> DIRECTIONS
Go to the line holding "Target: overgrown vegetation" in the entries below and write out exactly every line down to and including the line holding "Spot the white".

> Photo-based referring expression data

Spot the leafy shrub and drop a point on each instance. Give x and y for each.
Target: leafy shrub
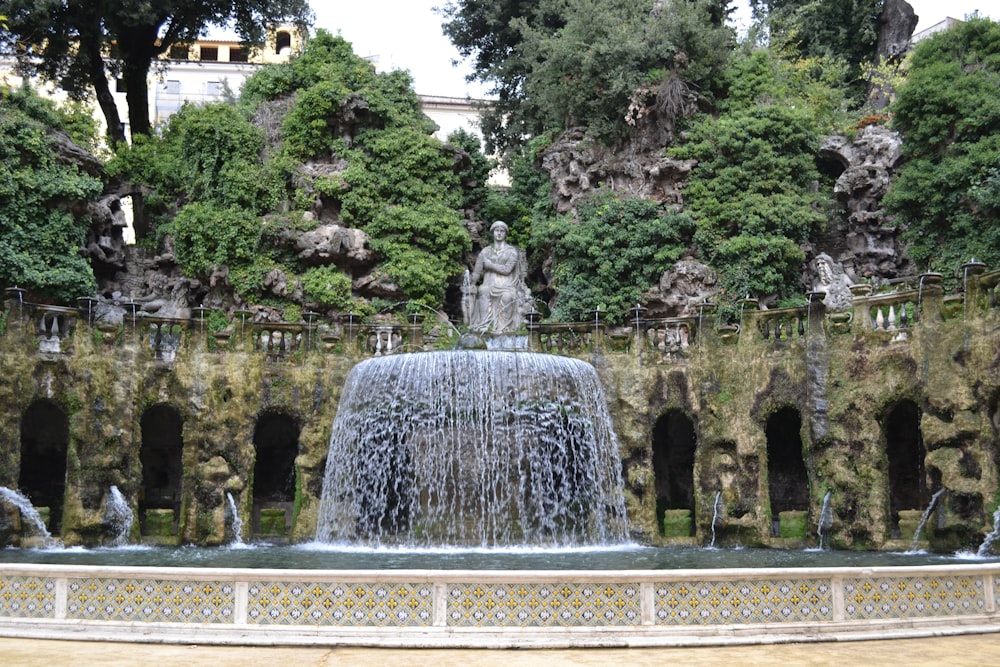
(615, 251)
(328, 287)
(945, 195)
(207, 236)
(43, 221)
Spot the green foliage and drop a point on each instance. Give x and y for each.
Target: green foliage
(206, 236)
(615, 251)
(556, 63)
(43, 221)
(422, 246)
(82, 45)
(476, 174)
(328, 287)
(753, 193)
(844, 31)
(946, 194)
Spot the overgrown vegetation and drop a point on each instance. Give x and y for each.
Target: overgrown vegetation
(611, 252)
(43, 214)
(947, 194)
(214, 177)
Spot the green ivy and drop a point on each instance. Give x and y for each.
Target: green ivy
(612, 252)
(43, 220)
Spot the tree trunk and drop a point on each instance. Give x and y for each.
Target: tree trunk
(134, 74)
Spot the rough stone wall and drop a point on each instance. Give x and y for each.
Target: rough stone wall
(843, 379)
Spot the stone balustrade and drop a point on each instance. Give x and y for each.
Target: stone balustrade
(888, 315)
(484, 608)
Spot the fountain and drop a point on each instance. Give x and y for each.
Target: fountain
(915, 543)
(28, 513)
(825, 518)
(987, 546)
(235, 522)
(472, 448)
(118, 517)
(715, 515)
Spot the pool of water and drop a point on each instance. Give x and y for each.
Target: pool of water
(333, 557)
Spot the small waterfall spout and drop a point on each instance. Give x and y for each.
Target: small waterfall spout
(987, 546)
(825, 519)
(915, 543)
(118, 517)
(236, 523)
(28, 513)
(715, 514)
(473, 448)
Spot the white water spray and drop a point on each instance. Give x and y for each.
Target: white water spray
(473, 448)
(237, 522)
(915, 543)
(715, 514)
(987, 546)
(28, 513)
(825, 518)
(118, 517)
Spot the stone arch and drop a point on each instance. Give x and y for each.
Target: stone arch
(44, 444)
(160, 453)
(905, 452)
(674, 443)
(788, 480)
(276, 445)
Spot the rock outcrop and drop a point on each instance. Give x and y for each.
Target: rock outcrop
(866, 242)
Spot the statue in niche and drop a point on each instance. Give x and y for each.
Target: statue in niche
(498, 304)
(833, 281)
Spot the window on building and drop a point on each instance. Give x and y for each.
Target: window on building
(283, 42)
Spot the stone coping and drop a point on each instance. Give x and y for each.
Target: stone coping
(493, 609)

> RESULT OF THIS EXERCISE
Target: overgrown vegetation
(611, 252)
(43, 214)
(947, 194)
(214, 177)
Spot the green ivy and drop a point on each instance. Give x and y for each.
Target: green ivy
(612, 252)
(43, 220)
Spot the tree trunk and drop a point on each instance. Give x and y for each.
Target: tree trunk
(134, 74)
Spot the rough stone wall and drop a point on each instance. Give x and y for each.
Target: rough stone wall
(843, 379)
Spot the stone balustrade and drop a point on each instance. Give x and y for each.
Target: stone balustrade
(888, 315)
(484, 608)
Spot the fountain and drop a point on each instance. Give x and y for each.
Target: fountain
(915, 543)
(28, 513)
(825, 518)
(987, 546)
(235, 522)
(472, 448)
(118, 517)
(715, 515)
Spot the pool of water and drop a point on each instance. Give x and y for each.
Target: pool of water
(333, 557)
Spot the small waterfall spout and drop a point on each instance. Give x and y for each.
Target: small waterfall spout
(987, 546)
(825, 519)
(915, 543)
(118, 517)
(236, 523)
(28, 513)
(715, 514)
(473, 448)
Spot the white water spray and drop a point on each instance. Give x and y for each.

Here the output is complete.